*DATASET RECORDS:*
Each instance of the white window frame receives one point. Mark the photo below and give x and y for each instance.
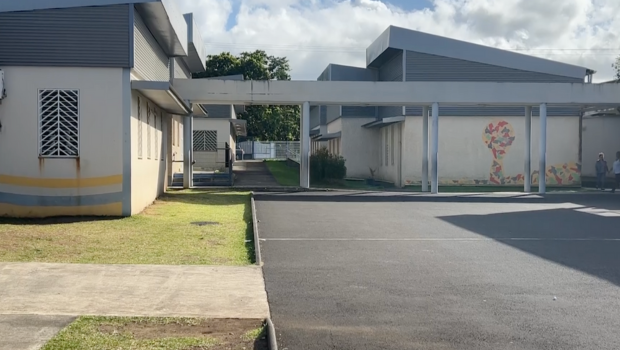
(163, 136)
(148, 130)
(40, 125)
(140, 127)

*DIRECTIVE:*
Convert the data above into a CSV with the headers instruction and points, one row per block, with the instruction text and its coordinates each in a single quoted field and line breaks replaced by spaces. Leave out the pictures.

*COMPLETED TASK:*
instruction,points
"Each instance of the white window frame receives one point. Mark the photo below and give x and y for each instance.","(163, 136) (148, 130) (40, 125) (140, 127)"